■ Work to complete:
Look for the string "providing" in the data below, and copy each line that holds it.
[Opening Records for this exercise section]
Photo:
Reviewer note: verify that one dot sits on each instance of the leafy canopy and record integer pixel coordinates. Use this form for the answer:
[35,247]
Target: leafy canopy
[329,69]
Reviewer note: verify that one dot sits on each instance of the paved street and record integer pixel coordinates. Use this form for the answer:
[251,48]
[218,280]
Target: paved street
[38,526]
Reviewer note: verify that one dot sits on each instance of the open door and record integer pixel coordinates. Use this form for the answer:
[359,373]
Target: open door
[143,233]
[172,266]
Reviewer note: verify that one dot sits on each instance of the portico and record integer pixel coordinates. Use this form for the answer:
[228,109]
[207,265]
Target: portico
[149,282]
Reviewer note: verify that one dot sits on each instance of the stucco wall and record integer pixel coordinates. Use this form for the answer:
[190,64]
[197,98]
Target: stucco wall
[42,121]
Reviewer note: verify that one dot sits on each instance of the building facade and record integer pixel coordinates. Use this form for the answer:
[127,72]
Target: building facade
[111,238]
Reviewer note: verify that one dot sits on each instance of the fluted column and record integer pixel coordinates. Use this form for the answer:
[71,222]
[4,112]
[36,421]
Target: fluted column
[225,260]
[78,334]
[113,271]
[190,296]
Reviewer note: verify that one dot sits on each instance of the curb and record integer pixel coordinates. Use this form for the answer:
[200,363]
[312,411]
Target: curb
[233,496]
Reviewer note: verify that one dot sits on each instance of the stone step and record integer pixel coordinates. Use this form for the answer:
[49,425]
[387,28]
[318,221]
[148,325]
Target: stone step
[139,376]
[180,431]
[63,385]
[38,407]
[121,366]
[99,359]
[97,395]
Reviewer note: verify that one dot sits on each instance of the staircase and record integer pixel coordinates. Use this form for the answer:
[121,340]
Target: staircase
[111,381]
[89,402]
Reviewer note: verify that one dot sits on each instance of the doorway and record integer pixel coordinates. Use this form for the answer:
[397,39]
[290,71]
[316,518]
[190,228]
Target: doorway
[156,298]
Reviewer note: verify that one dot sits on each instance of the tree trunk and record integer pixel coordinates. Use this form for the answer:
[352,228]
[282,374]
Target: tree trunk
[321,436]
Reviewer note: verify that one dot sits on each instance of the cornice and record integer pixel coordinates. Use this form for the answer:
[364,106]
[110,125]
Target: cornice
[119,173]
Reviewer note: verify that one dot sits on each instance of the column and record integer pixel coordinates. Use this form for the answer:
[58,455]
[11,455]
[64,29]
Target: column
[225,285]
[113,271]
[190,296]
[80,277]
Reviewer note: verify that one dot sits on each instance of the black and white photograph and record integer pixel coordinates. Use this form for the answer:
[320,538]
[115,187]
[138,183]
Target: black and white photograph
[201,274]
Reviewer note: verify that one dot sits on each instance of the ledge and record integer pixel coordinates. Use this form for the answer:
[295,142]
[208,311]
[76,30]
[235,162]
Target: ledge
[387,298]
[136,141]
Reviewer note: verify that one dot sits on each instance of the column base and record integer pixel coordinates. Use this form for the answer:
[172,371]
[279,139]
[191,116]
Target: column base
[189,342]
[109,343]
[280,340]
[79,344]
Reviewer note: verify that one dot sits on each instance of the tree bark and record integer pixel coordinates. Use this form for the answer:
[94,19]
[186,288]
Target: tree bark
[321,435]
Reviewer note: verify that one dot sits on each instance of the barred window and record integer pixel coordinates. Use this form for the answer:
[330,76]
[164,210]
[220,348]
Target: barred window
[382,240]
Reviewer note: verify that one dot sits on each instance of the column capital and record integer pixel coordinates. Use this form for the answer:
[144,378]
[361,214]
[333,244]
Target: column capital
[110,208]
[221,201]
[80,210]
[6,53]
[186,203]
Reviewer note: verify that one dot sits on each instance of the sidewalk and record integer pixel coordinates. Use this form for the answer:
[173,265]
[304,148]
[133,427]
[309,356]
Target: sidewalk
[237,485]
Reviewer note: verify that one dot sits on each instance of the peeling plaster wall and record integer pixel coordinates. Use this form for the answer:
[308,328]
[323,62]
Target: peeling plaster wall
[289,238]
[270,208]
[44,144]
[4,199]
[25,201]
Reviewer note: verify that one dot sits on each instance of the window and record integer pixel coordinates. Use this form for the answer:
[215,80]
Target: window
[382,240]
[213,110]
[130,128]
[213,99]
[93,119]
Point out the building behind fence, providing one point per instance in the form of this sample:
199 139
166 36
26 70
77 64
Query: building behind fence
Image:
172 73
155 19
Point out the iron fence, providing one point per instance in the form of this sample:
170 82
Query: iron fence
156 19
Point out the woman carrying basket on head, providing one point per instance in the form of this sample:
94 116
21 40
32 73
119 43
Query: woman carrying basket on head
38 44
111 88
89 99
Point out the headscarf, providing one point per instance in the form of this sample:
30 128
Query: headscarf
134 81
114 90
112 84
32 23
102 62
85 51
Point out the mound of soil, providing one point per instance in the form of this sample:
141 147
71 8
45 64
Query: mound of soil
[Closing Records for this exercise section]
■ Result of the exercise:
Point out the building behind fence, providing one point per instance in the form of this sample:
Point out the iron fence, providing one point per instance in the form of this sample:
Point out the woman carrying basket on head, providing one point per instance in the form of this sample:
Point out the headscarf, providing one point per instance in the form of this sample:
Point out the mound of soil, providing one point per instance in the form of this sample:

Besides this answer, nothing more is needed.